*** Dataset content ***

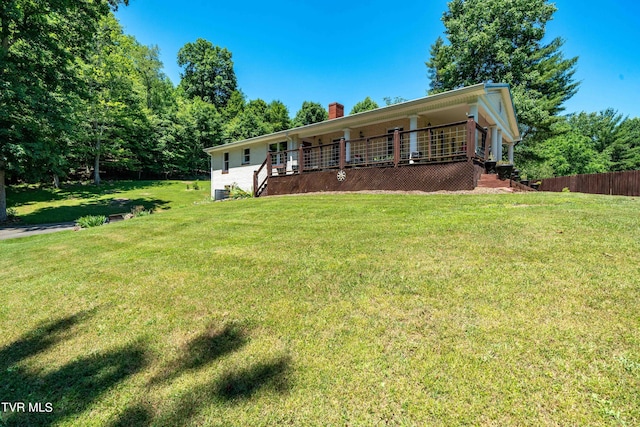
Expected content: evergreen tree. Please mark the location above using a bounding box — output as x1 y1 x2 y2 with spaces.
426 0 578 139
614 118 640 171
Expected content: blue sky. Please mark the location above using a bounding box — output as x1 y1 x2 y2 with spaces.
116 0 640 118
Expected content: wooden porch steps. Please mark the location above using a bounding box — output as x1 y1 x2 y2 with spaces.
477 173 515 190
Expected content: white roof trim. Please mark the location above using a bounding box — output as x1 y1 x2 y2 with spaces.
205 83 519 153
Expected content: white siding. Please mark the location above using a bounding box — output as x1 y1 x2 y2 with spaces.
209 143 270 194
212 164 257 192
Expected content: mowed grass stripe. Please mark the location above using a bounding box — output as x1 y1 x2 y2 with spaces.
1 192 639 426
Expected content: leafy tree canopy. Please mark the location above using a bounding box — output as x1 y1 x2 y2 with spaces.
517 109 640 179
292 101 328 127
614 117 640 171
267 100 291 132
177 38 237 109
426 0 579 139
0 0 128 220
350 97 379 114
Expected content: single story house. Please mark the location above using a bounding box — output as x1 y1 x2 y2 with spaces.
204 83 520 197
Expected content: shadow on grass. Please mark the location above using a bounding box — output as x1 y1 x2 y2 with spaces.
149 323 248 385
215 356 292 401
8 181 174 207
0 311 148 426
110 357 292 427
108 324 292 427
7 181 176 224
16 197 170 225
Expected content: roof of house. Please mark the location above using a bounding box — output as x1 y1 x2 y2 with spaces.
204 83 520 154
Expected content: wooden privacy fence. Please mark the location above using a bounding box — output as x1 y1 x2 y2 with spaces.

***

| What is required |
Copy out each record word for word and omit any pictures.

| Response for this exercise |
Expected content: evergreen tree. Please mark the location above using a bounding box — output as x1 y1 x2 y2 with spaces.
426 0 578 139
614 118 640 171
Expected content: blue sky. Please mark the location above using a bounding box — output as x1 y1 x2 y2 with spaces.
116 0 640 118
Expected content: wooden porch steps. Please mark the location above using a bounding box — output as x1 y1 x2 y2 with spaces.
477 173 515 190
Expected content: white roof trim. Please mark the location above using a bounding box — output as x1 y1 x2 y2 with spaces.
205 83 519 153
Expected content: white siding. Please mark the location above using a bounding box — output as x1 y1 x2 y2 with spaces.
209 143 270 194
212 164 257 192
Expected content: mowed grass stripe. Please mark the location above using a bounding box — output as x1 y1 x2 y2 with spaces.
1 192 639 426
Expected content: leafy tree canopy. Please mark the location above using a bounding box — output as x1 y1 x2 y2 with spaces.
517 109 640 179
292 101 328 127
614 117 640 171
267 100 291 132
177 38 237 109
426 0 579 139
0 0 128 220
350 97 379 114
Expected content: single story house. Please mark the location above using a bounding box — output as x1 y1 x2 y2 with spaces.
204 83 520 197
Expected content: shadow on grass. Please mark the location above using a bounding box — output as x1 y1 x2 y2 with spaces.
149 323 248 385
215 356 292 401
8 181 174 207
0 311 148 426
110 357 292 427
108 324 292 427
7 181 176 224
16 197 170 225
Expected content: roof of house. Please mark the location above using a bounding box — output as x1 y1 x2 y2 with spaces.
204 83 520 154
Expected content: wooden privacy fence. Please mark the location above using a bounding box — output as x1 y1 x2 y2 with spaces.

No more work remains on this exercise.